#### Given data ####
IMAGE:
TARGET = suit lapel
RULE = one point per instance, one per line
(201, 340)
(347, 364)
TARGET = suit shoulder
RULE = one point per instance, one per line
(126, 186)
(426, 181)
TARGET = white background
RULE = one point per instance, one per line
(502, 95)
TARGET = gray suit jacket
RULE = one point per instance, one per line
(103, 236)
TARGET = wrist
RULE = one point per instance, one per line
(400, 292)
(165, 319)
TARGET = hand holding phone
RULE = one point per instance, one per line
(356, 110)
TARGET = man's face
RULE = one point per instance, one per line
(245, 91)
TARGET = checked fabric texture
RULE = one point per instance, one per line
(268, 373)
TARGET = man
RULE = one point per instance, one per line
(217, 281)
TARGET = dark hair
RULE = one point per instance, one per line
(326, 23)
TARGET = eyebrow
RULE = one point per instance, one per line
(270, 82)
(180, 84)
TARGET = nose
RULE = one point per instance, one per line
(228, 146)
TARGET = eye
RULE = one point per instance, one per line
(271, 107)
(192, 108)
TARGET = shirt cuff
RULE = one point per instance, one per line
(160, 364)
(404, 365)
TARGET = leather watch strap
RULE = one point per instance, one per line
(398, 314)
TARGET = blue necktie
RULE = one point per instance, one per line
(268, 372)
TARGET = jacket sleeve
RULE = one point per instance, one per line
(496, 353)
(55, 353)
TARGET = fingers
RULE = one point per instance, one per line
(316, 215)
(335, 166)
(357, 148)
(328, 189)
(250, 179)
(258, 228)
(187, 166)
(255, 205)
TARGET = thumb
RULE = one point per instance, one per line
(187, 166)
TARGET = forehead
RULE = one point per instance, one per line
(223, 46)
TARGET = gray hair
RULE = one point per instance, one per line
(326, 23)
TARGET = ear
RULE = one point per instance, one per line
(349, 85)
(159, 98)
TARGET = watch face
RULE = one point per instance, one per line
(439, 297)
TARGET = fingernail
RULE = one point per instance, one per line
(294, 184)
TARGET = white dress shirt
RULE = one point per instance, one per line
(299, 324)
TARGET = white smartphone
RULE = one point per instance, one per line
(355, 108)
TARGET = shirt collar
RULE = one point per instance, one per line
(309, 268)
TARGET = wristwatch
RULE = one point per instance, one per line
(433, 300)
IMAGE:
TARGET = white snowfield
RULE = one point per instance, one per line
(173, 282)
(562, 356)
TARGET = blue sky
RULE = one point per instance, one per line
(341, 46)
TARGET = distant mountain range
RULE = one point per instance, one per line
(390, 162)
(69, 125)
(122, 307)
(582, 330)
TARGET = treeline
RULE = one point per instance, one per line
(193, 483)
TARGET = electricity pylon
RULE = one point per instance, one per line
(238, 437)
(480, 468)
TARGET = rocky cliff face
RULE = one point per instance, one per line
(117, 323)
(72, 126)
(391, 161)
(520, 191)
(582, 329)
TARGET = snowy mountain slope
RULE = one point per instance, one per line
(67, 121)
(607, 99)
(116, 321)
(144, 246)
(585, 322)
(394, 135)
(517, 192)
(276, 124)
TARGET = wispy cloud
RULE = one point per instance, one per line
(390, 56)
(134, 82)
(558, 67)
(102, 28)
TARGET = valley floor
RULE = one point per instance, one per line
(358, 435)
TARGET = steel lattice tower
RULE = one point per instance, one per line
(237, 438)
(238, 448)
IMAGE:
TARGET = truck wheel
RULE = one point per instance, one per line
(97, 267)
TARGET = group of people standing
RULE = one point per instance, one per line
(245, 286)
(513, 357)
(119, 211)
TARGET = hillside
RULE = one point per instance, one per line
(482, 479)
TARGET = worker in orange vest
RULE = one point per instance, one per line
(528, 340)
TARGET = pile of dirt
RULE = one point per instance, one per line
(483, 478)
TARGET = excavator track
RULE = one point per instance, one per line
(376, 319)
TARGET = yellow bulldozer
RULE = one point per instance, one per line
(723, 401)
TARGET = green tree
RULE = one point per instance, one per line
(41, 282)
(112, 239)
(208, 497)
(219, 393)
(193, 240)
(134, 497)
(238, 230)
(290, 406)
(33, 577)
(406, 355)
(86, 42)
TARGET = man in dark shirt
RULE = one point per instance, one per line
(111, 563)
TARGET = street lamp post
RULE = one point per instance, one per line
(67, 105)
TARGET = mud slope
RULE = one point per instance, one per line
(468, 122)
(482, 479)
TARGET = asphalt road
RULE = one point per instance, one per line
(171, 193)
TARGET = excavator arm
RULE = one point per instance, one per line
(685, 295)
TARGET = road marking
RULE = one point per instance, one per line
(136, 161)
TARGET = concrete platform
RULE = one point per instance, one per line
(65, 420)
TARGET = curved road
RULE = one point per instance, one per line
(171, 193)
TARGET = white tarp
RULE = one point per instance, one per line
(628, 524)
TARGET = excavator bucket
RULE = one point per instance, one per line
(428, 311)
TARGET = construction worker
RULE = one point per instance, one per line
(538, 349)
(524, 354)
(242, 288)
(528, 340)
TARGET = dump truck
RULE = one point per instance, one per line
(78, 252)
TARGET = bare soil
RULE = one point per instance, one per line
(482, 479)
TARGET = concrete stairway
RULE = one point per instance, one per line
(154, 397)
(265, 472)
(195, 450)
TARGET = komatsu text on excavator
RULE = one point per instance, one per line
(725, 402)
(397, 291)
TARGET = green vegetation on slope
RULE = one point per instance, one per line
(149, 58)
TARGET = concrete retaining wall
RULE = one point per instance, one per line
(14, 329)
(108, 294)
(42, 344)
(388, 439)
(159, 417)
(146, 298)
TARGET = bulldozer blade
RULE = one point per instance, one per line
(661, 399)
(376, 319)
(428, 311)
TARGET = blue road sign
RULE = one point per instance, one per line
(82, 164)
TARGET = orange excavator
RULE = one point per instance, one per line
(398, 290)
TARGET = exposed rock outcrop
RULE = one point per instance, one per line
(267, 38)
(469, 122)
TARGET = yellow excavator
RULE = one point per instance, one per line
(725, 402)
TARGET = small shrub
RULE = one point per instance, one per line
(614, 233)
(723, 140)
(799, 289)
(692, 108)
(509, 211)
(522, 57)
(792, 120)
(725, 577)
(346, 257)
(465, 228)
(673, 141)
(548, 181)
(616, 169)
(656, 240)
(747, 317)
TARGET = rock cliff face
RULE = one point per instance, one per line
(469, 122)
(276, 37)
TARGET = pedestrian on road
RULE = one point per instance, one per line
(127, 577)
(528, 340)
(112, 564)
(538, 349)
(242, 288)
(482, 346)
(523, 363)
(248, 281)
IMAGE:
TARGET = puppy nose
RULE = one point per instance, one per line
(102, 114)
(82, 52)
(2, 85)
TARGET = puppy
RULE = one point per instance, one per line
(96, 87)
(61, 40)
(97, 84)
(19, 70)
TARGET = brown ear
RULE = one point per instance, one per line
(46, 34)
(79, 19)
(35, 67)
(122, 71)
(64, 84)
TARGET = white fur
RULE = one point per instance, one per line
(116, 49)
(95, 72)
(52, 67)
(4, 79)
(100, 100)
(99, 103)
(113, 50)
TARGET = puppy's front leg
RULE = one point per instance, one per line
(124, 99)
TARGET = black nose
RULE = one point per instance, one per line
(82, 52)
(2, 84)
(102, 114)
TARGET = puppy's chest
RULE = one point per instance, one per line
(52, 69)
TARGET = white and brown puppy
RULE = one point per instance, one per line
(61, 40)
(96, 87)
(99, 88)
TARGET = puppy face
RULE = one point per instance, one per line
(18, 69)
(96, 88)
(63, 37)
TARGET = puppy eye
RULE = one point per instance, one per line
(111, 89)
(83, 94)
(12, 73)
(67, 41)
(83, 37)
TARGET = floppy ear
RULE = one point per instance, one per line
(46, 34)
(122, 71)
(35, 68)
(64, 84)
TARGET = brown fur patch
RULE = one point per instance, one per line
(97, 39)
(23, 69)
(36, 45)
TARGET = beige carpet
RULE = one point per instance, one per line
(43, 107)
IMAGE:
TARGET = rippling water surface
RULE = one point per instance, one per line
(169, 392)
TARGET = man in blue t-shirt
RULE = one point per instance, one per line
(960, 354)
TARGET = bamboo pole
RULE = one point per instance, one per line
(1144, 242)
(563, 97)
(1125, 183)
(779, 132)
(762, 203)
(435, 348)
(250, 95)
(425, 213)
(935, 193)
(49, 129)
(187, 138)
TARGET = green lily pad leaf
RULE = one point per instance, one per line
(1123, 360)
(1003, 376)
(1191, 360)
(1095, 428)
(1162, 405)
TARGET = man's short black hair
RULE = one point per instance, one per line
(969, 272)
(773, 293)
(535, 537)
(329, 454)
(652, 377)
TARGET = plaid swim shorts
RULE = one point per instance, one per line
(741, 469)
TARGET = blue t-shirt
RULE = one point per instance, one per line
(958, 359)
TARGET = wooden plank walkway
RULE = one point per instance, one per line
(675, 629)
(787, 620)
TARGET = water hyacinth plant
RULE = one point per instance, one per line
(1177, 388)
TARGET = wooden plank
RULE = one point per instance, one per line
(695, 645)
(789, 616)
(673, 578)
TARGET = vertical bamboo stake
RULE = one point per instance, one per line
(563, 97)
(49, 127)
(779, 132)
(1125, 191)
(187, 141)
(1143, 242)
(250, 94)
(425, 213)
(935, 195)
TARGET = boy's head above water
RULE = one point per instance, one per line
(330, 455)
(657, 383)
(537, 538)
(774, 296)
####
Work to complete:
Give an exact copy of the lines above from the line with "TARGET = rocky cliff face" up to and including the line with "TARGET = wispy cloud", and leave everything else out.

Task answer:
TARGET = rocky cliff face
RULE = one point per instance, one per line
(117, 323)
(72, 126)
(391, 161)
(520, 191)
(582, 329)
TARGET = snowy mountain slope
RULE = one point per instance, one per line
(67, 121)
(607, 99)
(116, 321)
(144, 246)
(585, 322)
(394, 135)
(517, 192)
(276, 124)
TARGET = wispy cloud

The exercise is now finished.